Document passage:
---+---
New IDF Guidelines on Diabetes Management

From www.diabetesincontrol.com:

New IDF Guidelines on Diabetes Management

The International Diabetes Federation (IDF) announced the release of several new guidelines related to diabetes management at the IDF 20th World Diabetes Congress. These include the first-ever international guidelines on the management of diabetes in pregnancy and guidelines on the use of self-monitoring of blood glucose (SMBG) among Type 2 diabetic patients not being treated with insulin.

Pregnancy and Diabetes Guidelines Call for Universal Screening: Lois Jovanovič, MD, CEO and chief scientific officer of Sansum Diabetes Research Institute in Santa Barbara, California, and clinical professor of medicine at the University of Southern California-Los Angeles Medical Center, is one of the authors of the IDF Global Guideline on Pregnancy and Diabetes. The guidelines were created with evidence-based medicine.

"There was no international standard [for the diagnosis and management of gestational diabetes], said Dr. Jovanovič. “There was no consensus, there was a lot of confusion, women were suffering, and their pregnancy outcome was affected by having no standard by which to judge whether their diabetes was worth treating or not. This is the first time there is a worldwide consensus.”

A key message of the new guidelines, according to Dr. Jovanovič, is the importance of universal screening. “Look for hyperglycemia in pregnancy,” she said. “Preconceptional counseling [also] has to be universal… For a [primary care] physician who has a [patient] in child-bearing years, the first question should be: Are you interested in getting pregnant again?”

Self-Monitoring of Blood Glucose in Noninsulin-Treated Type 2 Diabetes:

The IDF Guideline on Self-Monitoring of Blood Glucose in Non-Insulin Treated Type 2 Diabetes was developed in a manner similar to the IDF pregnancy guidelines. Their highlights include the following:

SMBG should be considered at the time of diagnosis but should only be used when patients, their caregivers, and/or their healthcare providers have the knowledge and willingness to incorporate findings into the diabetes management plan.
SMBG should be considered a part of ongoing diabetes self-management education.
---+---
Saved entries:
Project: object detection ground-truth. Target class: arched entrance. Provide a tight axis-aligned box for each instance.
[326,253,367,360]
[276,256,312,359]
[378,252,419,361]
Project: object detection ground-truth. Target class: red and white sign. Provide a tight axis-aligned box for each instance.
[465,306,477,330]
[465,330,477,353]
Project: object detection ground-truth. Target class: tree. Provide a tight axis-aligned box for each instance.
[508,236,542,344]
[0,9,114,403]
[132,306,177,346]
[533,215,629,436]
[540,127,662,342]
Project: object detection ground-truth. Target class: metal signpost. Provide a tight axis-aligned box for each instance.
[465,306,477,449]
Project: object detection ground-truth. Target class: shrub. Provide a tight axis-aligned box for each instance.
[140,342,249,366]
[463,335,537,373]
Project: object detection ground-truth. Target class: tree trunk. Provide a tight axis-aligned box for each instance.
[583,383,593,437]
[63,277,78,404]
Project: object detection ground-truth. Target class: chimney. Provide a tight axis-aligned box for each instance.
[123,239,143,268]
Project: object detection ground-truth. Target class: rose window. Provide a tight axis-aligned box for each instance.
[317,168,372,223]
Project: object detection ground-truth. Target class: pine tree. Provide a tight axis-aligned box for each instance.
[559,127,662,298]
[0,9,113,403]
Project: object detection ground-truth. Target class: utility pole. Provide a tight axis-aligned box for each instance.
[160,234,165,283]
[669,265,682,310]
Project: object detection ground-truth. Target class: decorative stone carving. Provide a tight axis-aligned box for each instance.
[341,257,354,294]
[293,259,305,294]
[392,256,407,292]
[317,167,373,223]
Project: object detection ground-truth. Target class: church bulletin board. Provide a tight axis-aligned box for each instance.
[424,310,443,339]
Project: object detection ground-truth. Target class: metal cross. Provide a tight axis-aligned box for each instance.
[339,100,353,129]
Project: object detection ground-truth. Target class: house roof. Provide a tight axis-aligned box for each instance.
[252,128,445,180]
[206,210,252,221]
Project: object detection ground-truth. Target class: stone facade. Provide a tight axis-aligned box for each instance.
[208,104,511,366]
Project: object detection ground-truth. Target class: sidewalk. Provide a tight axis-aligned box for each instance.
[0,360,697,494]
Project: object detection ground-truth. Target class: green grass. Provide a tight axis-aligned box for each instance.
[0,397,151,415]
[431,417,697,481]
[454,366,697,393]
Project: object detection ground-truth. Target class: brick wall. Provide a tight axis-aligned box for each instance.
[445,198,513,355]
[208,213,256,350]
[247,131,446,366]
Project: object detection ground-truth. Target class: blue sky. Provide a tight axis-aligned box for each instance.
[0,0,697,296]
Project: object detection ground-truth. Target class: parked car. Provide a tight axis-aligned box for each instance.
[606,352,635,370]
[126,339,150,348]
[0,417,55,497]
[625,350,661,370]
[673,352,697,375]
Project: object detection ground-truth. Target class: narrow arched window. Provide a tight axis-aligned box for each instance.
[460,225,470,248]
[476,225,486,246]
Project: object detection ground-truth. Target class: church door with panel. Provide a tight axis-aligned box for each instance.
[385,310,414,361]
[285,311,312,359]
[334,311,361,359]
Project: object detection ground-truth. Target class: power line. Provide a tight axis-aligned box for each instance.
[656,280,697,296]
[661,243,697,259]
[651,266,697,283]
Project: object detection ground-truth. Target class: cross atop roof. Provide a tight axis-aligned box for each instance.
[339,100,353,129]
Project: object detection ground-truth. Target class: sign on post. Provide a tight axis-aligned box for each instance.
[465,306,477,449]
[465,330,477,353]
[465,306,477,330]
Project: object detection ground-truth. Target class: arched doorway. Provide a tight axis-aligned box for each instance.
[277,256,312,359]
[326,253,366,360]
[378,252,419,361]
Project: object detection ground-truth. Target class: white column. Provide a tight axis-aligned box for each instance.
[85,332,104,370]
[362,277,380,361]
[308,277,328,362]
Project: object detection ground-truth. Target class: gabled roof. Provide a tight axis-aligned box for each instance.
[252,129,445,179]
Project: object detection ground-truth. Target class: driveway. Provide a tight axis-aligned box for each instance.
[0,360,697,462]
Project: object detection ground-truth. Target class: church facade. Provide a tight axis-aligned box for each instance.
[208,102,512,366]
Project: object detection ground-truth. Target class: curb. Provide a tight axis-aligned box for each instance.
---+---
Work order 1: Summarize the article on new IDF diabetes guidelines in two sentences.
Work order 2: Transcribe the article on new IDF diabetes guidelines from "SMBG should be considered at" to "diabetes management plan.".

Written response 1: The International Diabetes Federation released several new guidelines on diabetes management at its 20th World Diabetes Congress, including the first-ever international guidelines on diabetes in pregnancy and guidelines on self-monitoring of blood glucose for Type 2 patients not treated with insulin. The pregnancy guidelines stress universal screening and preconceptional counseling, and the self-monitoring guidelines say SMBG should be considered at diagnosis and as part of ongoing diabetes self-management education.

Written response 2:
SMBG should be considered at the time of diagnosis but should only be used when patients, their caregivers, and/or their healthcare providers have the knowledge and willingness to incorporate findings into the diabetes management plan.